Records excerpted from a collection
........

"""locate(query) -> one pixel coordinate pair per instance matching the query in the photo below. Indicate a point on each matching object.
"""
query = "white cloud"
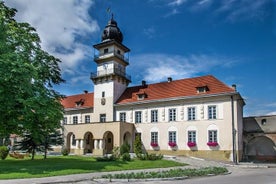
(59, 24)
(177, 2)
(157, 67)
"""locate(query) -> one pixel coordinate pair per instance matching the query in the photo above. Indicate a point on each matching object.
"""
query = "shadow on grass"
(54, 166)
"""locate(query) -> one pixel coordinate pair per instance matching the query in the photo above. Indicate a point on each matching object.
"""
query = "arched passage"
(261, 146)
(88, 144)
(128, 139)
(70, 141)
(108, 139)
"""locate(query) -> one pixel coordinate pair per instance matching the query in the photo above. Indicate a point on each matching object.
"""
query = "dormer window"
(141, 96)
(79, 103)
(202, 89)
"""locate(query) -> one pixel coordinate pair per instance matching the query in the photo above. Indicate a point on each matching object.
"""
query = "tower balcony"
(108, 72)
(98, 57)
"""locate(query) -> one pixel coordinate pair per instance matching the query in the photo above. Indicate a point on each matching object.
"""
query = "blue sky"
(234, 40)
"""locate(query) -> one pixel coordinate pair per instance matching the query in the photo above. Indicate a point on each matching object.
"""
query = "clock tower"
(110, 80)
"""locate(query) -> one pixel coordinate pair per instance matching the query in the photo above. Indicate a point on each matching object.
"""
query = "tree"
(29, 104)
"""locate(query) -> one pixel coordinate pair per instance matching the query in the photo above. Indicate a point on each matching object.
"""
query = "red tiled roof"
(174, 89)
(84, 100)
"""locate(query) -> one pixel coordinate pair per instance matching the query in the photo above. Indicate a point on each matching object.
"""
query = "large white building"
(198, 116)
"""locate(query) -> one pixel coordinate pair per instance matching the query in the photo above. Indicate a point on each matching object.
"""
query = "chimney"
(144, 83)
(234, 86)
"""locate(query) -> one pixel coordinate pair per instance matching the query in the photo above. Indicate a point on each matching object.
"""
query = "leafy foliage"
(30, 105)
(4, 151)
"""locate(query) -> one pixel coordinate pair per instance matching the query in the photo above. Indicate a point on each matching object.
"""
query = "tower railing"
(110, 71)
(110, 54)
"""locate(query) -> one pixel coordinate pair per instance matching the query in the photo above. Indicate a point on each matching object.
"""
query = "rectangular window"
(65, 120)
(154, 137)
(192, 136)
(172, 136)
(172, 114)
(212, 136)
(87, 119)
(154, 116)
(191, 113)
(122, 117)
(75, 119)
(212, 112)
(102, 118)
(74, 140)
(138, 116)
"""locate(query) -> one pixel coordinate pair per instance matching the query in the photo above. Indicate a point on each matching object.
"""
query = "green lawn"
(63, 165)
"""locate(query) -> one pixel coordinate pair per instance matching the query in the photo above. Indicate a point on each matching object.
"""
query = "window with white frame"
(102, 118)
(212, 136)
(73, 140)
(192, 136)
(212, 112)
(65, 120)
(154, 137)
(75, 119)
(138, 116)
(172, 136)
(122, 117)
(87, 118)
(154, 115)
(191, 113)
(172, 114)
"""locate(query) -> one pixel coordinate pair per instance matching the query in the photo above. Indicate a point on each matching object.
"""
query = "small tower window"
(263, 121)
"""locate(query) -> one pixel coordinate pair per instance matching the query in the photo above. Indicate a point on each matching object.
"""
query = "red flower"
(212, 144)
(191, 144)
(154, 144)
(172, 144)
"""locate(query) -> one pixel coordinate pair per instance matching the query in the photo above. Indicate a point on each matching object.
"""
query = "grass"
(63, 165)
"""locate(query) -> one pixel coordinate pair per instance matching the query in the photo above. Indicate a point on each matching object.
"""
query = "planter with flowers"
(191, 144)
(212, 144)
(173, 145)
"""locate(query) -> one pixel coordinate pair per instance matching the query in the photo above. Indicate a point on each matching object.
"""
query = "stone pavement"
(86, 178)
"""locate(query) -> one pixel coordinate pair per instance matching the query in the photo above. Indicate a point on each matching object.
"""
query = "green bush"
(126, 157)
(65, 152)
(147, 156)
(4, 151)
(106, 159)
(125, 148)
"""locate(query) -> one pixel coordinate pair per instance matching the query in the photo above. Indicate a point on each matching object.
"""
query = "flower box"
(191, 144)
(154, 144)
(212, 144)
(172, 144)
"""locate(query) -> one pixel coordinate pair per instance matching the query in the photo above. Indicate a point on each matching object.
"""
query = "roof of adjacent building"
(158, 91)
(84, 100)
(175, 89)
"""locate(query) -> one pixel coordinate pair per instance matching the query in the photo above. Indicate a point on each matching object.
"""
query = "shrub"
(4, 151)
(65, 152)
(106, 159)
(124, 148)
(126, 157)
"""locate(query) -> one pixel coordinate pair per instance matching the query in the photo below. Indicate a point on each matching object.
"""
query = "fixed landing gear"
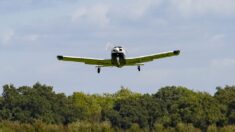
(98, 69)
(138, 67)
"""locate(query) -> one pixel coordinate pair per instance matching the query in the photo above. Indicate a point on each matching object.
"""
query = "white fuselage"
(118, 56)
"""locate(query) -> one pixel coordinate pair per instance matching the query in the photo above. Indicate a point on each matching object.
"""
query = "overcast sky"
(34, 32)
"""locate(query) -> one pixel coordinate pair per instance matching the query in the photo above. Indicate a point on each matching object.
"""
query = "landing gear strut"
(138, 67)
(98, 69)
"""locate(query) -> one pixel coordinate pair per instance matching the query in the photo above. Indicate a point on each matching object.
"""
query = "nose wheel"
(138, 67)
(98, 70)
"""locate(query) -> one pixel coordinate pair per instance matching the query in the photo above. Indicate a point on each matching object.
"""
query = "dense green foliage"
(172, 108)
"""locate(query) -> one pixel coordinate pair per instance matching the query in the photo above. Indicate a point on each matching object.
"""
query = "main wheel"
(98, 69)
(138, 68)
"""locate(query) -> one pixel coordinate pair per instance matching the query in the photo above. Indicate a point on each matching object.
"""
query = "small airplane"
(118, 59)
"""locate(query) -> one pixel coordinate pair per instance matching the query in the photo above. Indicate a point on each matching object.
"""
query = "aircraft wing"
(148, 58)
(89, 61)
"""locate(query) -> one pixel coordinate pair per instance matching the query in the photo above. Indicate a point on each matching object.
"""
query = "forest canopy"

........

_PROBLEM DETAILS_: Repeat all entries exactly. Skip the pictures.

_WRITTEN RESPONSE_:
"""locate(query) -> one pixel coordinate pair per instance matching the query in the photo below. Indicate a point on each matching object.
"""
query = "white cloud"
(59, 24)
(177, 2)
(157, 67)
"""locate(query) -> one pixel coordinate pair per instance matching the query in the photo above. Indicate a point on each matching object.
"""
query = "shadow on grass"
(54, 166)
"""locate(query) -> one pixel coordinate pair per instance matching the query in the photo above. Indicate a point on each matching object.
"""
query = "arched passage"
(261, 146)
(88, 144)
(128, 139)
(70, 141)
(108, 139)
"""locate(query) -> one pixel coordinate pair per instance matching the query in the photo above. Indicate a point on each matching object.
"""
query = "dormer window"
(141, 96)
(79, 103)
(202, 89)
"""locate(query) -> one pixel coordinate pair per instance matching the query in the photo above. Indicate a point on each matching object.
"""
query = "tower balcony"
(108, 72)
(98, 57)
"""locate(query) -> one pixel coordinate pair per instance matching the query in the photo above. Indicate a point on each matching object.
"""
query = "blue sky"
(234, 40)
"""locate(query) -> one pixel coordinate pair per instance matching the query in the photo above. Indicate a point on each matching object.
"""
query = "clock tower"
(110, 80)
"""locate(query) -> one pixel coordinate pair per instance matching the query in the photo above. Indicate a point on each matching object.
"""
query = "tree"
(29, 104)
"""locate(query) -> one pixel coordinate pair per instance matching the query in the photo above. Indicate a point on each matching object.
"""
query = "red tiled roof"
(174, 89)
(84, 100)
"""locate(query) -> one pixel coordinate pair per instance matching the query in the photo above. Indicate a point on each matching object.
"""
query = "large white building"
(198, 116)
"""locate(query) -> one pixel coordinate pair per instance matching the query in the photo above. Indicate a point on each matching object.
"""
query = "chimney"
(144, 83)
(234, 86)
"""locate(query) -> one pixel coordinate pair per instance matching the query in the photo above. Indicate a point on each matching object.
"""
query = "leafy foliage"
(30, 105)
(4, 151)
"""locate(query) -> one pixel coordinate pair per instance matching the query in the photo above. Indicate a point on each matching object.
"""
query = "tower railing"
(110, 71)
(110, 54)
"""locate(query) -> one pixel coordinate pair per instance matching the query in the photo above. Indicate a point on each matching object.
"""
query = "rectangular window"
(65, 120)
(154, 137)
(192, 136)
(172, 136)
(172, 114)
(212, 136)
(87, 119)
(154, 116)
(191, 113)
(122, 117)
(75, 119)
(212, 112)
(102, 118)
(74, 140)
(138, 116)
"""locate(query) -> one pixel coordinate pair per instance matching the query in the photo above. Indicate a point on each matching object.
"""
query = "green lawn"
(63, 165)
"""locate(query) -> one pixel coordinate pair per instance matching the query in the photo above. Indicate a point on each matching object.
"""
query = "window with white frame"
(102, 118)
(212, 136)
(73, 140)
(192, 136)
(212, 112)
(65, 120)
(154, 137)
(75, 119)
(138, 116)
(172, 136)
(122, 117)
(87, 118)
(154, 115)
(191, 113)
(172, 114)
"""locate(query) -> one pixel coordinate pair per instance matching the query in the photo above. Indicate a point on each matching object.
"""
query = "small tower window"
(263, 121)
"""locate(query) -> one pixel coordinate pair per instance matching the query in the photo above. Indicate a point on each matching object.
"""
query = "red flower"
(212, 144)
(191, 144)
(154, 144)
(172, 144)
"""locate(query) -> one pixel coordinate pair per instance matching the query in the photo above. Indicate a point on each matching object.
"""
query = "grass"
(63, 165)
"""locate(query) -> one pixel coordinate pair per instance matching the query in the photo above. Indicate a point on each matching object.
"""
query = "planter with flowers"
(191, 144)
(212, 144)
(173, 145)
"""locate(query) -> one pixel coordinate pair per instance matching the query in the photo above. Indicate a point on each matching object.
"""
query = "stone pavement"
(86, 178)
"""locate(query) -> one pixel coordinate pair per instance matching the query in the photo above. Indicate a point on each matching object.
"""
query = "green bush"
(126, 157)
(65, 152)
(147, 156)
(4, 151)
(106, 159)
(125, 148)
"""locate(query) -> one pixel coordinate pair per instance matching the query in the photo above. Indicate a point on each matching object.
"""
query = "flower box"
(191, 144)
(154, 144)
(212, 144)
(172, 144)
"""locate(query) -> one pixel coordinate pair per instance matching the query in the photo above. Indicate a point on each matching object.
"""
query = "roof of adjacent building"
(158, 91)
(84, 100)
(175, 89)
"""locate(query) -> one pixel coordinate pair per instance matching the query in the photo above. Indicate a point on each matching object.
"""
query = "shrub"
(4, 151)
(65, 152)
(106, 159)
(124, 148)
(126, 157)
"""locate(query) -> one pixel coordinate pair per instance matching the query in the photo below. Indicate a point on each matching object.
"""
query = "fixed landing gear"
(98, 69)
(138, 67)
"""locate(query) -> one pixel coordinate pair per instance matching the query in the photo above. Indicate a point on each matching object.
"""
query = "white fuselage"
(118, 56)
"""locate(query) -> one pixel coordinate pair per instance matching the query in the photo above. Indicate a point on each matching object.
"""
query = "overcast sky"
(34, 32)
"""locate(query) -> one pixel coordinate pair per instance matching the query in the photo above. Indicate a point on each matching object.
"""
query = "landing gear strut"
(138, 67)
(98, 69)
"""locate(query) -> one pixel coordinate pair per instance matching the query in the photo above. Indicate a point on each matching object.
"""
query = "nose wheel"
(138, 67)
(98, 70)
"""locate(query) -> one pixel coordinate pair per instance matching the query in the photo above. Indicate a point on each matching object.
"""
query = "dense green foliage"
(172, 108)
"""locate(query) -> one pixel coordinate pair per instance matching the query in the photo above. Indicate a point on each matching object.
"""
query = "main wheel"
(98, 69)
(138, 68)
"""locate(query) -> one pixel coordinate pair per instance matching the query in the photo above. Indicate a point on each matching object.
"""
query = "small airplane"
(118, 59)
"""locate(query) -> one pixel coordinate pair per instance matching the query in the photo above. Indicate a point on each matching object.
"""
query = "aircraft wing"
(148, 58)
(89, 61)
"""locate(query) -> one pixel coordinate pair per instance matching the query in the photo above. Indicate a point on each matching object.
"""
query = "forest canopy"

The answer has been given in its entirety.